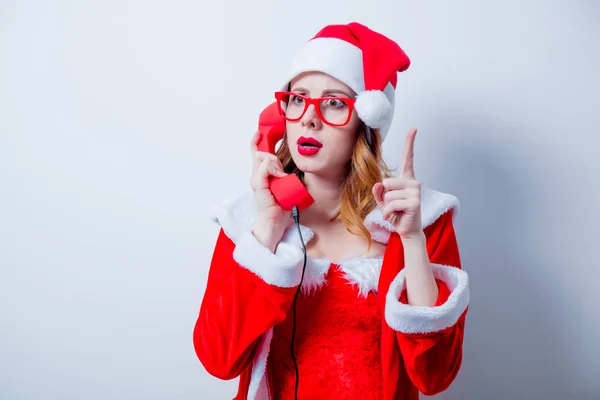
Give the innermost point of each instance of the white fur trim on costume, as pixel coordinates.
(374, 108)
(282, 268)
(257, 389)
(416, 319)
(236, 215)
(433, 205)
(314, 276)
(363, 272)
==
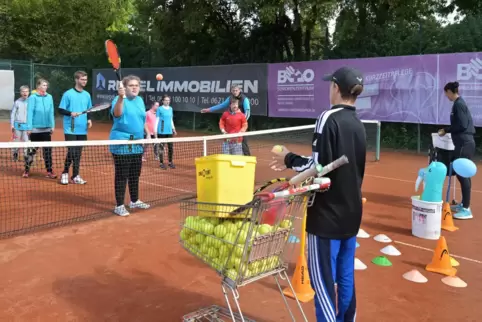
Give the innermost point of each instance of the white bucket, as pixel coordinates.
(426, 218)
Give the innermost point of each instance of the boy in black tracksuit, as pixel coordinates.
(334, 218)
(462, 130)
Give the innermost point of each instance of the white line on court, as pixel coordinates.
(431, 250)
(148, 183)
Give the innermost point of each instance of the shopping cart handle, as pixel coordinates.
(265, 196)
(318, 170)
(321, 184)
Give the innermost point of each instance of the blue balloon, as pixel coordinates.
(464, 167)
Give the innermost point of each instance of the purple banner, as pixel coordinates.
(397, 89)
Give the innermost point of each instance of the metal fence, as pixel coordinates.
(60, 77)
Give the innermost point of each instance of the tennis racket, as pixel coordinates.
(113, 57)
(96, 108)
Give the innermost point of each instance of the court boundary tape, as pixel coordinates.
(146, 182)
--
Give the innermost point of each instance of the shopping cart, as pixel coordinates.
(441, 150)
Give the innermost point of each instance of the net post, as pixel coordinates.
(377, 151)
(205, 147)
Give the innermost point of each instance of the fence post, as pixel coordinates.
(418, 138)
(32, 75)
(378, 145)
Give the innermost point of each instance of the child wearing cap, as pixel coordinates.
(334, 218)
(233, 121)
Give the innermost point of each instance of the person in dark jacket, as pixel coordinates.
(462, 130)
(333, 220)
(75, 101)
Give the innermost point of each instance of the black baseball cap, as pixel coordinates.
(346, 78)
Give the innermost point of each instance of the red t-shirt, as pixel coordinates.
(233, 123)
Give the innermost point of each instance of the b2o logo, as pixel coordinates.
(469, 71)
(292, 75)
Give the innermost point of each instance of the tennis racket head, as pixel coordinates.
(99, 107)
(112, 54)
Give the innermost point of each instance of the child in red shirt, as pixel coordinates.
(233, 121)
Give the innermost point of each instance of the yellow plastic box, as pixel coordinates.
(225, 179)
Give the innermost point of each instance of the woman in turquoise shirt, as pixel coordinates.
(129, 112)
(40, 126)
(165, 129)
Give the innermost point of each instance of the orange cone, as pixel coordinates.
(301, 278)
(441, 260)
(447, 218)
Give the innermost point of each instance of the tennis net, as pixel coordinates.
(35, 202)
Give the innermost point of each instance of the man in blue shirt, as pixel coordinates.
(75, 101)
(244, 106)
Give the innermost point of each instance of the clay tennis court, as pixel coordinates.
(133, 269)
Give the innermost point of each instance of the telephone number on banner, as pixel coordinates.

● **Exercise details**
Out of the listing above, reproduce exactly the lines from the one with "cart, as pixel coordinates." up to and including the one with "Give the innermost point of each instance of the telephone".

● **Solution to the problem**
Give the innermost point of each instance of the shopping cart, as pixel coordinates.
(441, 150)
Give the innermost point of each instance of the net post, as pixel coordinates.
(377, 151)
(205, 147)
Give the innermost point of each instance of the fence post, as pixel coordinates.
(418, 138)
(32, 75)
(378, 145)
Give the innermost point of each instance of the child wearing cap, as pixel coordinates.
(334, 218)
(233, 121)
Give the innermost point of each instance of the person in dark jacket, as pixel coordinates.
(462, 130)
(333, 220)
(75, 101)
Give the innermost point of each instance of the black baseball cap, as pixel coordinates.
(346, 78)
Give the innermost point of each instance of the red t-shirt, as pixel coordinates.
(233, 123)
Give the innermost point of each instance of the b2o logo, as pixel coordinates.
(469, 71)
(292, 75)
Give the innermost point of each instance of the tennis racket head, as pixel coordinates.
(99, 107)
(112, 54)
Give the innermost point of each instance of the child in red shirt, as pixel coordinates.
(233, 121)
Give the innermost point of each instance of the yellow plastic box, as pixel coordinates.
(225, 179)
Give the innermost point of each instance of the woman in turquoise shirt, as pixel coordinates.
(129, 112)
(40, 126)
(165, 129)
Give the innermost point of each instance of the orange cone, as pixel coordinates.
(301, 278)
(441, 260)
(447, 218)
Give the innermost point of each instance of the tennis net, as pixel coordinates.
(35, 202)
Give the innermost point of each instance of the man in blue shirt, as pixel coordinates.
(75, 101)
(244, 106)
Give the innermost point of each instance of the clay tennis court, as pixel coordinates.
(133, 269)
Give the innermost point of each instance of the telephone number on banner, as pixel coordinates.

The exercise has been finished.